■ EXERCISE REQUIREMENTS ■
Pick out each line in the material below that contains the string "chair", and copy those lines. Treat uppercase and lowercase letters as different.

■ RECORD EXCERPTS ■
● ● ● ●

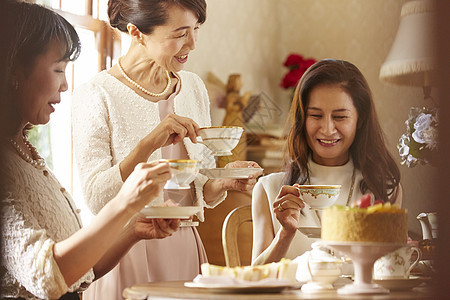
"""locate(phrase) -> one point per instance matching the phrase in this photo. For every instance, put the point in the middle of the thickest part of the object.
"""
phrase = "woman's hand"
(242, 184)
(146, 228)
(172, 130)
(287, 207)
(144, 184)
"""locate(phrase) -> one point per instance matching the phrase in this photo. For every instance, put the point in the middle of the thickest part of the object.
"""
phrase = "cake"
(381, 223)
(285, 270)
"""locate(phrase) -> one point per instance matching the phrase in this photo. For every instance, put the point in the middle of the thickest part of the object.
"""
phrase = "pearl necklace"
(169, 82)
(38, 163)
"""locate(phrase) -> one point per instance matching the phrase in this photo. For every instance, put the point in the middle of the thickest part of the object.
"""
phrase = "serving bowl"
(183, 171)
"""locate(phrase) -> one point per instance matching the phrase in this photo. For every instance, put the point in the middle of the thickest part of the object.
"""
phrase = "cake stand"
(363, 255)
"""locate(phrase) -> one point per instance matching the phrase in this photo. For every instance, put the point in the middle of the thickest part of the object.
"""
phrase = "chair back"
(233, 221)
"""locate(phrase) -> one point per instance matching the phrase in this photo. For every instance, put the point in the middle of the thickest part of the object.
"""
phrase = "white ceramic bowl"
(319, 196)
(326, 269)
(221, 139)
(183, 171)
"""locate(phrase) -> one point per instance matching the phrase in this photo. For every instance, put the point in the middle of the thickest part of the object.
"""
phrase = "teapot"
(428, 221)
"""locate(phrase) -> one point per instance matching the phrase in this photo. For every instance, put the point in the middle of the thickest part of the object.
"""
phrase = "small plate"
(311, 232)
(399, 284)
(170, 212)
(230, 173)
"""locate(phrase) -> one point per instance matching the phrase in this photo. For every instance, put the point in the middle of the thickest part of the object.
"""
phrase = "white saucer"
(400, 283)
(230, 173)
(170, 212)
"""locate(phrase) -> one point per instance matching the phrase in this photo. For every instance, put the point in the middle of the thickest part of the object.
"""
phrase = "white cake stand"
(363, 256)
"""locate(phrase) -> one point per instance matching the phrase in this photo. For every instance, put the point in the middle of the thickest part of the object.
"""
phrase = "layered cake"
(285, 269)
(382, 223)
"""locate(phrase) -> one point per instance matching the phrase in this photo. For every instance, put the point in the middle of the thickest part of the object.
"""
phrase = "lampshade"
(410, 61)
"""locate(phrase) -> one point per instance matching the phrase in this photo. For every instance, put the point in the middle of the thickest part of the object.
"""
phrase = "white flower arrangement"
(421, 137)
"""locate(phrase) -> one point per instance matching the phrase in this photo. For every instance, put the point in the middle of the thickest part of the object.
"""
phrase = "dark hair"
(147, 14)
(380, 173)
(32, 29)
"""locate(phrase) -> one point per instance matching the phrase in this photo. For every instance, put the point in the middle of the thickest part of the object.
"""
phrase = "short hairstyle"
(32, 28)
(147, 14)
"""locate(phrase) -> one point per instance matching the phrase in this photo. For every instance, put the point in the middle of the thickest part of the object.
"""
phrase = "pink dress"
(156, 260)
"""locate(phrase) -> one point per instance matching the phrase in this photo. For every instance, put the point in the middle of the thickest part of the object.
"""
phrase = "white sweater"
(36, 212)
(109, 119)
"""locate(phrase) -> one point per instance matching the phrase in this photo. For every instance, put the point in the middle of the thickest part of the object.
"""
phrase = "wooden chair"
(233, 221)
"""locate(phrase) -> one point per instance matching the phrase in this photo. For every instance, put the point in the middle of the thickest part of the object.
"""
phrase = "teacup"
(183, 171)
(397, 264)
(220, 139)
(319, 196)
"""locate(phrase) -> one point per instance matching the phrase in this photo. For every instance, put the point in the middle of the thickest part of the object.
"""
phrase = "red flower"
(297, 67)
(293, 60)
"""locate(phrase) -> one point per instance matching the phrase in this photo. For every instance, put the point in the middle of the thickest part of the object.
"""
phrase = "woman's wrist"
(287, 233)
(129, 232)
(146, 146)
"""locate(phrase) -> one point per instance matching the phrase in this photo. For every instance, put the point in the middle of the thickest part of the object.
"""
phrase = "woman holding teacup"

● ● ● ●

■ WRITTEN SOLUTION ■
phrase = "chair back"
phrase = "wooden chair"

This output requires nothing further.